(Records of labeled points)
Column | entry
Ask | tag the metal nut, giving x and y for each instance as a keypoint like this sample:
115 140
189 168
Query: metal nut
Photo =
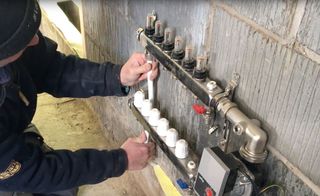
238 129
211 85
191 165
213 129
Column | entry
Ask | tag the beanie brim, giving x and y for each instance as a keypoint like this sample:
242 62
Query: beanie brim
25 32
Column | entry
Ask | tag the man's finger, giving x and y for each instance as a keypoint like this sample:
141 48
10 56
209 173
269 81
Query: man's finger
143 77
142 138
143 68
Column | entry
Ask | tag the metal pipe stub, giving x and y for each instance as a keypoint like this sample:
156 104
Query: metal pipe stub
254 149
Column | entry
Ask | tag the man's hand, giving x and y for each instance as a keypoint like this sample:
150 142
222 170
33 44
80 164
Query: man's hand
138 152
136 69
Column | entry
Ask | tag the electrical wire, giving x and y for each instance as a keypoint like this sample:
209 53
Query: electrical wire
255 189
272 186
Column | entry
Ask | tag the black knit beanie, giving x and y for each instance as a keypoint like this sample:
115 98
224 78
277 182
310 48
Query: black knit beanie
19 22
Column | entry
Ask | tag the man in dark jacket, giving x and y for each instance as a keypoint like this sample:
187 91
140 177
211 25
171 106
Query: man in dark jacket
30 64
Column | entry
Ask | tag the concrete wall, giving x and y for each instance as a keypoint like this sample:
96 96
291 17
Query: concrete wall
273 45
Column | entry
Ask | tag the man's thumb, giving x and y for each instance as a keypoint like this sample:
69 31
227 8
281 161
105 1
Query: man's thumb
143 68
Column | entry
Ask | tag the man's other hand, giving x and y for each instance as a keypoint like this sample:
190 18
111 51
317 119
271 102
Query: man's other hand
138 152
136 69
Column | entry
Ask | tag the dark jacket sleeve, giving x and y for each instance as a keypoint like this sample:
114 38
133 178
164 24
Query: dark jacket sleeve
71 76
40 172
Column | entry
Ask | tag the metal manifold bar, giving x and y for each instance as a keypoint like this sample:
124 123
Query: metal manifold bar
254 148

# [EXERCISE GOAL]
Please find each line above that contains the word "electrical" and copy those lines.

# [EXERCISE OUTPUT]
Ask | tag the electrical wire, giving x and y for each instance as a keypoint like this sample:
Query: electrical wire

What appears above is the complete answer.